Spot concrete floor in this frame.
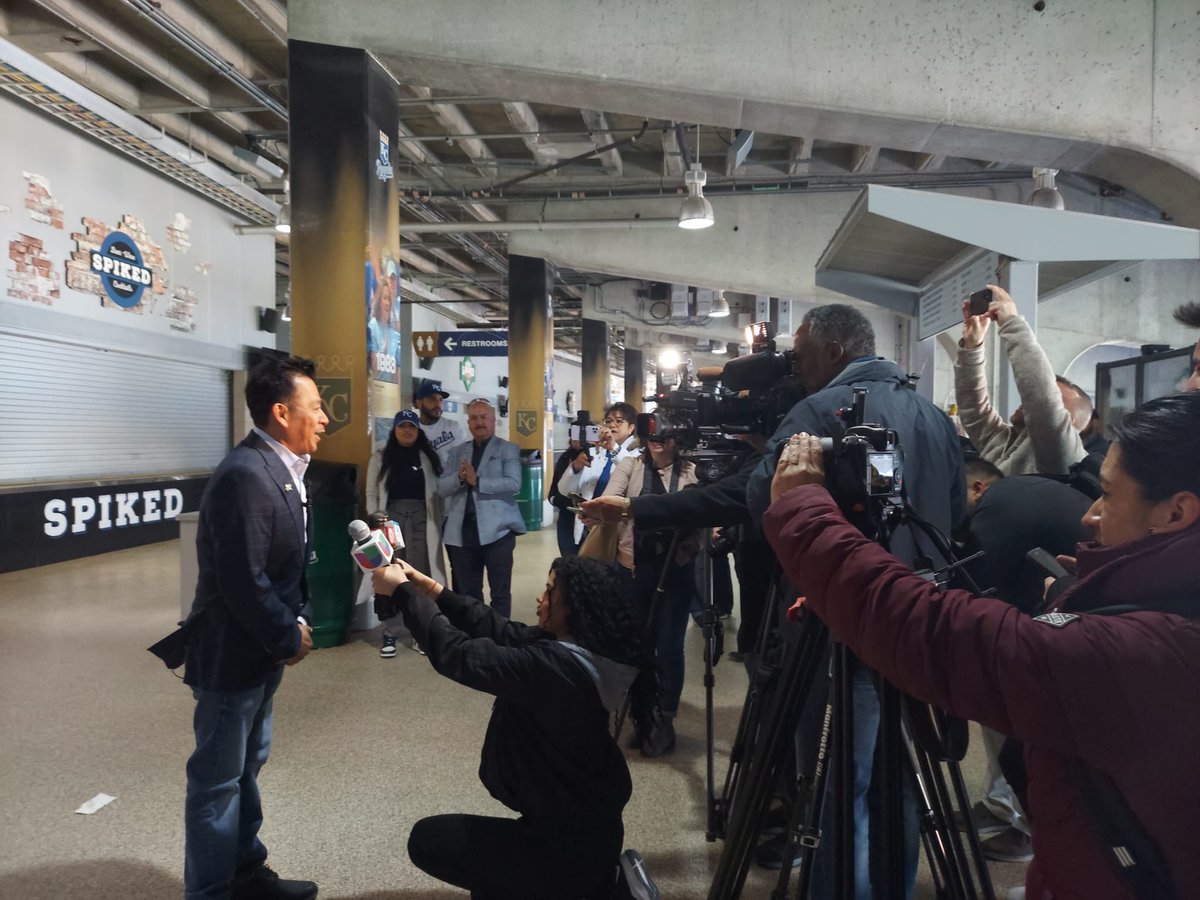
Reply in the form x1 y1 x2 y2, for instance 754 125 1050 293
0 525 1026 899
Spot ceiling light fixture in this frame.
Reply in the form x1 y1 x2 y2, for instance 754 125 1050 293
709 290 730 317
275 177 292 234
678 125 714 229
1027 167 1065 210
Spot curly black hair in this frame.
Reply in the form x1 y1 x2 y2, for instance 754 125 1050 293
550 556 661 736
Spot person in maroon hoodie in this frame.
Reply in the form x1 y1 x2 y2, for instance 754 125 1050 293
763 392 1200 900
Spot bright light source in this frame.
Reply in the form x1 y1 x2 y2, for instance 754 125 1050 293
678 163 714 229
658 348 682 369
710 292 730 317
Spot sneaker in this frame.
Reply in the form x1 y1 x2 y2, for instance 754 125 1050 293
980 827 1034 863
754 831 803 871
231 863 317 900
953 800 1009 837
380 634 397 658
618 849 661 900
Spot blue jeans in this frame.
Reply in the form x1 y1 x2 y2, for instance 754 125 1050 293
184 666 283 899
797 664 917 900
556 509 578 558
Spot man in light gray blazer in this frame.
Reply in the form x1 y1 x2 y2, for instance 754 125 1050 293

+-------+

§ **What you should do**: Please output exactly the lines between the one holding "Spot bright light source in this frame." and the one holding "Spot sneaker in this frame." in the records above, inclusive, and nothing more.

§ **Output below**:
Spot bright light source in this frame.
Reply in the form x1 y1 x2 y2, for instance 754 125 1050 293
678 163 714 229
658 348 682 369
710 292 730 317
Spot sneaker in this frame.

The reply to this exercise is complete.